··· TEXT SHOWN

And yet, even after all of these years of global travelling, the UK still holds a particularly special place in his heart. “I just have a rich history here personally. Like, when I first started in music and [was] running around with Kelis years ago, I’ve always been into the whole club scene out here!”
The UK loves him, too: when he steps on stage for his performance, the thousands-strong crowd scream every single word of his lyrics back at him. Playing tunes from his Kanye West-produced album ‘Daytona’ – and a handful of older cuts (like Clipse’s ‘Grindin’’) – it’s pretty much a masterclass in how to perform for the younger artists on tonight’s bill.
After a busy year that’s seen Pusha collaborating with Kanye (‘Daytona’ was the first album to be released from West’s ‘Wyoming Sessions’), touring with Gorillaz and fulfilling his day job duties as the president of GOOD Music, we caught up with King Push to see how he’s handling it all.
NME: How have you found the reception to ‘Daytona’?
“The reception for ‘Daytona’ has been amazing. I gotta say that I’m really happy. I felt like I made the album of the year, and it’s feeling like people are receiving it as such.”
It’s made up of seven tracks, and we’re currently in a world of 90-minute albums. Do you think you can say everything you want to say in just seven tracks?
“For sure! At first, I really wasn’t with the seven tracks [format], but when I look at everybody else – and, like you said, the world of 90-minute albums – and you look at how people are using length to help play with their numbers, it’s a little cheap to me. So I feel like doing it this way, it’s like less is more: you know that I’m not toying around, and not trying to make you sit through streams for no reason. And it ended up good!”

······

▸ WRITTEN REQUEST 1: Translate this sentence from the interview into Spanish: "I felt like I made the album of the year, and it’s feeling like people are receiving it as such."
▸ WRITTEN REQUEST 2: Output the stretch of the records from the line containing "Place one keypoint on each instance of the broad" through the end of the records as a JSON list of strings, one string per line, leaving out blank lines.

··· MATERIAL SUPPLIED

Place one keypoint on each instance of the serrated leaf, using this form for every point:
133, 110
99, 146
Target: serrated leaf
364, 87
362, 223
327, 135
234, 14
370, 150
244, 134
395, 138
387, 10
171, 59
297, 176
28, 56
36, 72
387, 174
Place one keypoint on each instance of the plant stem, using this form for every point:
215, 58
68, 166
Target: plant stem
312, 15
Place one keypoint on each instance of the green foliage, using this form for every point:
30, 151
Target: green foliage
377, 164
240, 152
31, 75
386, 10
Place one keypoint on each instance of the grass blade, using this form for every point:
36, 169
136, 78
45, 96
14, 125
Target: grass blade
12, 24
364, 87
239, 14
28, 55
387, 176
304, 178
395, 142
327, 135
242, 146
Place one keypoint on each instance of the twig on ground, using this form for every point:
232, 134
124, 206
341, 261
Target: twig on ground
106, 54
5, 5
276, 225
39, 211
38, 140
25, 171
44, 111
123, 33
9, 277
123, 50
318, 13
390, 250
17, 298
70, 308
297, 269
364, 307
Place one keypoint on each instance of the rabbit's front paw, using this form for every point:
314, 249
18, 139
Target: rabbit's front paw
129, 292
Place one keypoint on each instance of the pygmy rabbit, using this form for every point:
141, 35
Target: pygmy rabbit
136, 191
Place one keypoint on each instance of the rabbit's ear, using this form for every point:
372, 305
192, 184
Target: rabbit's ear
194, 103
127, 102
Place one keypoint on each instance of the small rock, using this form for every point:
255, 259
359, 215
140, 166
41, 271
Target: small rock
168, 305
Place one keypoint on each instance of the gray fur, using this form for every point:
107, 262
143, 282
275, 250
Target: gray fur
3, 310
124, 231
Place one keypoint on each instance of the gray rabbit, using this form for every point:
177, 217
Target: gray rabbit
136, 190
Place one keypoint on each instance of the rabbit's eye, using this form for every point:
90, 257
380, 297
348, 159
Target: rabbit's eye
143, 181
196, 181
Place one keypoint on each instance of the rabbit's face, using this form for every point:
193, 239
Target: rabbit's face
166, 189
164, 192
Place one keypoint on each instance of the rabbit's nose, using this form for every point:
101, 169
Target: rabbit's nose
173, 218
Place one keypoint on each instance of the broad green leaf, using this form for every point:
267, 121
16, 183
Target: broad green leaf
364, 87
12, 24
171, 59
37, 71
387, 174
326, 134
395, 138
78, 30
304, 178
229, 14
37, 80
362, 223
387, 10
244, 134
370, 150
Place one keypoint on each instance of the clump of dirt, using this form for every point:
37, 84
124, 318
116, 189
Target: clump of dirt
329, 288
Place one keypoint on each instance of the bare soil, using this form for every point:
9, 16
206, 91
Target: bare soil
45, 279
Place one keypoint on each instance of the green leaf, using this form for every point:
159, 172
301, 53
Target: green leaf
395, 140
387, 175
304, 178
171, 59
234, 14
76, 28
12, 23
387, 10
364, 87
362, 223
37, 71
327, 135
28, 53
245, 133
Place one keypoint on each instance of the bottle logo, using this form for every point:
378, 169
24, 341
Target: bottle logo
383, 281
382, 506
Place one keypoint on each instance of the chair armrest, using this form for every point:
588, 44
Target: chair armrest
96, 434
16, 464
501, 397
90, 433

······

▸ TASK RESULT 1: Sentí que hice el álbum del año, y parece que la gente lo está recibiendo como tal.

▸ TASK RESULT 2:
[
  "Place one keypoint on each instance of the broad green leaf, using this form for every point:",
  "267, 121",
  "16, 183",
  "Target: broad green leaf",
  "364, 87",
  "12, 24",
  "171, 59",
  "37, 71",
  "387, 174",
  "326, 134",
  "395, 138",
  "78, 30",
  "304, 178",
  "229, 14",
  "37, 80",
  "362, 223",
  "387, 10",
  "244, 134",
  "370, 150",
  "Place one keypoint on each instance of the clump of dirt, using this form for every point:",
  "37, 84",
  "124, 318",
  "116, 189",
  "Target: clump of dirt",
  "329, 288",
  "Place one keypoint on each instance of the bare soil, using this form for every point:",
  "9, 16",
  "206, 91",
  "Target: bare soil",
  "45, 279",
  "Place one keypoint on each instance of the green leaf, using this form for every point:",
  "159, 172",
  "301, 53",
  "Target: green leaf",
  "395, 140",
  "387, 175",
  "304, 178",
  "171, 59",
  "234, 14",
  "76, 28",
  "12, 23",
  "387, 10",
  "364, 87",
  "362, 223",
  "37, 71",
  "327, 135",
  "28, 53",
  "245, 133",
  "Place one keypoint on each instance of the bottle logo, using this form for every point:",
  "378, 169",
  "24, 341",
  "Target: bottle logo",
  "383, 281",
  "382, 506",
  "Place one keypoint on each instance of the chair armrest, using this form for every point:",
  "588, 44",
  "Target: chair armrest",
  "96, 434",
  "16, 464",
  "501, 397",
  "90, 433"
]